* TEXTE FOURNI *
++++++
L’approche partenariale de la gouvernance se distingue de la précédente en ce qu’elle considère que l’entreprise doit prendre en compte non seulement les intérêts des actionnaires mais aussi ceux des différentes parties prenantes (banques, partenaires commerciaux, société et bien sûr salariés) à la fois comme objectifs et comme contraintes; la gouvernance de l’entreprise devient alors un système d’arbitrage entre ces intérêts potentiellement divergents (Charreaux, Desbrières, 1998). Freeman (1984) remarque que les actionnaires ne sont pas les seuls à prendre des risques en engageant des ressources dans l’entreprise, et que les salariés encourent des risques parfois bien plus grands que les actionnaires en raison de la diversification limitée de leur investissement; les salariés engagent ainsi leur capital humain dans l’entreprise dans laquelle ils travaillent. Un autre argument de Freeman (1984), moins normatif, consiste à observer que l’efficacité du contrôle par les actionnaires est de toute évidence limitée au regard des scandales récurrents. Sans remettre en question la vision disciplinaire de la gouvernance, cette lecture milite pour l’extension du modèle à d’autres parties prenantes que les seuls actionnaires et pour une vision élargie du contrôle et des objectifs. Ceci justifie un droit au partage des profits de l’entreprise et à une participation au capital, associés à un accès à l’information plus important et à une participation aux décisions stratégiques effective.
++++++
* CONSIGNE *
Expliquez en une à trois phrases pourquoi, d’après le texte fourni, les salariés encourent des risques parfois bien plus grands que les actionnaires.
++++++
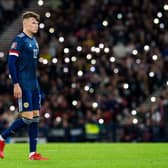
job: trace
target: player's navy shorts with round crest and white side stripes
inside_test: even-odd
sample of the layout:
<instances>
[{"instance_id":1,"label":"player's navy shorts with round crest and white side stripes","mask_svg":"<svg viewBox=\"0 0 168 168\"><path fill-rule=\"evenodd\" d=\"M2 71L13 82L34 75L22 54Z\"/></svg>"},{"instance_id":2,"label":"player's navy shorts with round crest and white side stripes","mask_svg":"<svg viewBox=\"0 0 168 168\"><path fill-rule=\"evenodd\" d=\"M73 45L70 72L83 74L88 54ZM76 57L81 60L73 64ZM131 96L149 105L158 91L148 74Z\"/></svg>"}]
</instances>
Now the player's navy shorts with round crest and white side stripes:
<instances>
[{"instance_id":1,"label":"player's navy shorts with round crest and white side stripes","mask_svg":"<svg viewBox=\"0 0 168 168\"><path fill-rule=\"evenodd\" d=\"M22 89L22 97L18 99L19 112L40 110L41 94L38 89Z\"/></svg>"}]
</instances>

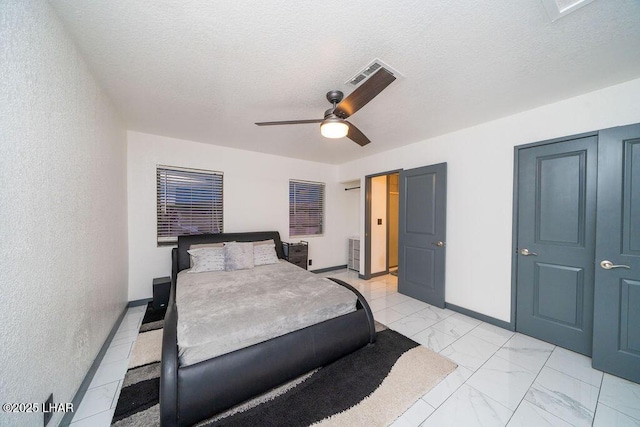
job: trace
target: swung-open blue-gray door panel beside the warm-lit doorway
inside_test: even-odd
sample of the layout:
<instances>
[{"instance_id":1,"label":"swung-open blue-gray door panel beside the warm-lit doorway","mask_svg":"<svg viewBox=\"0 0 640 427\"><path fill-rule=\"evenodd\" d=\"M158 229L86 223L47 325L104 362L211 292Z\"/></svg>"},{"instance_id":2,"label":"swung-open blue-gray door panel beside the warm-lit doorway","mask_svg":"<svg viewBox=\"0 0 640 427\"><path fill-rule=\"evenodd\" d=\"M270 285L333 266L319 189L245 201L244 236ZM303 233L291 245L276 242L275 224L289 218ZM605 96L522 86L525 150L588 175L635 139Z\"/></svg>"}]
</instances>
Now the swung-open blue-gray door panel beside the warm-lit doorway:
<instances>
[{"instance_id":1,"label":"swung-open blue-gray door panel beside the warm-lit doorway","mask_svg":"<svg viewBox=\"0 0 640 427\"><path fill-rule=\"evenodd\" d=\"M444 308L447 164L401 171L399 187L398 292Z\"/></svg>"}]
</instances>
++++++
* RÉPONSE ATTENDUE *
Selon Freeman (1984), les salariés encourent des risques parfois bien plus grands que les actionnaires parce que leur investissement est peu diversifié. Ils engagent en effet leur capital humain dans l’entreprise où ils travaillent.